● Input material:
================================

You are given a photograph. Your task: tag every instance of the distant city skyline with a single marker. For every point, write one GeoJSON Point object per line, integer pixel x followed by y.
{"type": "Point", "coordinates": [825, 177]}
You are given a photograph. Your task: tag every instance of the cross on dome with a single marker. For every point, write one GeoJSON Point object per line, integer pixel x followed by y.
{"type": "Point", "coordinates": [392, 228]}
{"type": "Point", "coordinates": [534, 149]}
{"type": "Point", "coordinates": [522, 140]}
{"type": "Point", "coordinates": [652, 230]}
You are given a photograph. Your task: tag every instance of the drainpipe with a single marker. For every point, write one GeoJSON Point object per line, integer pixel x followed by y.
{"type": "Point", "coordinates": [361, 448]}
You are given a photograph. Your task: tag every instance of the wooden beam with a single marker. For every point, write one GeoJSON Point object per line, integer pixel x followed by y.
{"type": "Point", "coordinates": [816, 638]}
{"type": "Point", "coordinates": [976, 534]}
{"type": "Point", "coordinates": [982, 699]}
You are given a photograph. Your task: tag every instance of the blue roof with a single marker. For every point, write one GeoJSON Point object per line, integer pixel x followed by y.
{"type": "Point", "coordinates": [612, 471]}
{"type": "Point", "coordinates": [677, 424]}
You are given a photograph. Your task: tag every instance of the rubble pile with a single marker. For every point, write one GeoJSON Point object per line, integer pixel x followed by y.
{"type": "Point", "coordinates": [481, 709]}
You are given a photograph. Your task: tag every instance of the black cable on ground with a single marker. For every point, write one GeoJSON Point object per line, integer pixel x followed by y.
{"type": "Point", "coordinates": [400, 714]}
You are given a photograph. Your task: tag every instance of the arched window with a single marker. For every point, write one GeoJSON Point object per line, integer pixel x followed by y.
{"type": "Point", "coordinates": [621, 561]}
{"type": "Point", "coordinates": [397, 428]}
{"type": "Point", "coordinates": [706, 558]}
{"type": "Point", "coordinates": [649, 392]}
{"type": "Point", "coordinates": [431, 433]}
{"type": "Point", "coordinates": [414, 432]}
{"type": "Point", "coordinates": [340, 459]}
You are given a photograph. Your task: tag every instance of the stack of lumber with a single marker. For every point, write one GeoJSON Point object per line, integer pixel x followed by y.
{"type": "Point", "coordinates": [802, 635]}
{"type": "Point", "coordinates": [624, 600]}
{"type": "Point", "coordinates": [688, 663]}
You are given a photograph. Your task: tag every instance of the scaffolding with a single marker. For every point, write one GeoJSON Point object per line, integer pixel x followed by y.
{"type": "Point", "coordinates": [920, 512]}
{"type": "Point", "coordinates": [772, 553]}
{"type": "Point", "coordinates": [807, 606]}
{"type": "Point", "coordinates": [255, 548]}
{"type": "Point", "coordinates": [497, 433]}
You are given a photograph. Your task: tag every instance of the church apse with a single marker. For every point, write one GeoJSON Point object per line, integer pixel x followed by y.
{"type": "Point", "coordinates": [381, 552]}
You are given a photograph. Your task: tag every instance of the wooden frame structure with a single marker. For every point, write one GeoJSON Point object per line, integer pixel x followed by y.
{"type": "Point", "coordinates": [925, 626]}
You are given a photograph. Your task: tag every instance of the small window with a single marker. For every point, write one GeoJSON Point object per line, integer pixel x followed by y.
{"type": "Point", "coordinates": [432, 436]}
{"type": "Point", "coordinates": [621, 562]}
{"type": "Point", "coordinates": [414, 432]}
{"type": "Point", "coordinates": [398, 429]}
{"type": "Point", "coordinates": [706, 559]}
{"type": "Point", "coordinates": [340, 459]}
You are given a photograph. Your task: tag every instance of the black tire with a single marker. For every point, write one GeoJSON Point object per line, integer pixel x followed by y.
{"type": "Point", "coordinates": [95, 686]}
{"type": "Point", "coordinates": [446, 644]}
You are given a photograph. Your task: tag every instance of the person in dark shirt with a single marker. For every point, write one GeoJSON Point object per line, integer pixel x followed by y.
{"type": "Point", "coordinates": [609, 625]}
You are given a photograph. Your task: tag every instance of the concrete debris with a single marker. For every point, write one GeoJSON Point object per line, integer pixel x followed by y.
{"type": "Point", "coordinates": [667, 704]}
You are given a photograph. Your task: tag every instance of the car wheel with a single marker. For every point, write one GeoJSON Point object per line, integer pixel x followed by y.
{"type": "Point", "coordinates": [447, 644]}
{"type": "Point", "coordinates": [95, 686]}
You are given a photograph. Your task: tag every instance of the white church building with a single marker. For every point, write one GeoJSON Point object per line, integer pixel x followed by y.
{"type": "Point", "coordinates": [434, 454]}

================================

Extract the lines of the material above and reproduce each one word for word, without any change.

You are given a photograph. Your task: tag every instance of the distant city skyline with a single marker. For every point, write one GeoJSON Point object per line, integer pixel x followed by y.
{"type": "Point", "coordinates": [825, 177]}
You are given a photograph. Your task: tag every instance of the cross on dome with a single marker. For every point, write one GeoJSON Point object per line, integer pixel x followed by y.
{"type": "Point", "coordinates": [392, 228]}
{"type": "Point", "coordinates": [534, 149]}
{"type": "Point", "coordinates": [522, 140]}
{"type": "Point", "coordinates": [652, 230]}
You are given a photograph. Your task: tag every instance of the drainpipe with a single marker. For every point, write one GeoJSON Point object per line, integer pixel x followed by y.
{"type": "Point", "coordinates": [361, 448]}
You are given a photograph. Your task: tag every instance of the wooden beam with a single marker. For every point, write one GeoJSON Point object per line, integer pixel x followed by y.
{"type": "Point", "coordinates": [816, 638]}
{"type": "Point", "coordinates": [976, 534]}
{"type": "Point", "coordinates": [982, 699]}
You are given a photograph. Your task: tag every instance of the blue roof with a single marker. For every point, write one GeoJSON Point object per line, integer pixel x followed by y.
{"type": "Point", "coordinates": [612, 471]}
{"type": "Point", "coordinates": [677, 424]}
You are given a photograph. Your task: tag every instance of the rubble pile with a single marker. For every point, write one GeoJSON Point object per line, integer pixel x followed by y.
{"type": "Point", "coordinates": [481, 709]}
You are given a photograph. Your task: tag every instance of the black cable on ground with a single marker. For every point, write one GeoJSON Point object per line, integer pixel x followed by y.
{"type": "Point", "coordinates": [400, 714]}
You are given a photograph. Your task: tag every instance of the arched window with a single marker. For every point, write one GeoJSON Point object per line, integer pixel x followed by y.
{"type": "Point", "coordinates": [621, 561]}
{"type": "Point", "coordinates": [397, 428]}
{"type": "Point", "coordinates": [706, 558]}
{"type": "Point", "coordinates": [649, 392]}
{"type": "Point", "coordinates": [431, 433]}
{"type": "Point", "coordinates": [414, 432]}
{"type": "Point", "coordinates": [340, 459]}
You are given a photograph. Your task: tag every instance of the stack of lumber with a single marker. For every point, write one GeoJSON Point object per line, integer pixel x followed by y.
{"type": "Point", "coordinates": [802, 635]}
{"type": "Point", "coordinates": [624, 600]}
{"type": "Point", "coordinates": [688, 663]}
You are given a photograph. Your task: tag every instance of the scaffolding with a single marker. For every point, write one GeoJSON Point object per line, integer pixel x followed by y.
{"type": "Point", "coordinates": [920, 512]}
{"type": "Point", "coordinates": [772, 553]}
{"type": "Point", "coordinates": [807, 606]}
{"type": "Point", "coordinates": [255, 548]}
{"type": "Point", "coordinates": [497, 433]}
You are given a photograph. Your task: tag every instance of the church apse with a single marker. For every point, write one GeoJSON Point object per line, integer pixel x followed by y.
{"type": "Point", "coordinates": [381, 552]}
You are given a photograph. Your task: tag every instance of the wooden frame structure with a single marker. For every point, write one GeoJSON Point object per line, integer pixel x followed by y.
{"type": "Point", "coordinates": [925, 626]}
You are given a photograph. Your task: tag every instance of the small window with a single marker. For every point, write one GeoJSON Point object per line, integer pixel x followed by y.
{"type": "Point", "coordinates": [432, 436]}
{"type": "Point", "coordinates": [621, 562]}
{"type": "Point", "coordinates": [414, 432]}
{"type": "Point", "coordinates": [398, 429]}
{"type": "Point", "coordinates": [706, 559]}
{"type": "Point", "coordinates": [340, 459]}
You are given a photograph. Your task: tag every instance of the black tire with a single marker. For every point, write one GeoJSON Point object per line, integer pixel x followed by y.
{"type": "Point", "coordinates": [95, 686]}
{"type": "Point", "coordinates": [446, 644]}
You are given a photograph. Your task: tag every instance of the person in dark shirt with a single marker. For every point, write one GeoJSON Point object per line, integer pixel x followed by y.
{"type": "Point", "coordinates": [609, 625]}
You are given a photograph. Your task: tag every instance of the concrete debris with a single marker. For every point, write one GeoJSON Point object per line, integer pixel x followed by y.
{"type": "Point", "coordinates": [667, 704]}
You are given a photograph. Your task: tag every instance of the car wheel with a single marker. For every point, write one GeoJSON Point object per line, integer pixel x followed by y.
{"type": "Point", "coordinates": [447, 644]}
{"type": "Point", "coordinates": [95, 686]}
You are given a photograph. Your task: tag every instance of the white church building with a single marker. For every point, write one GeoJSON Point object per line, integer pixel x followed by y.
{"type": "Point", "coordinates": [434, 454]}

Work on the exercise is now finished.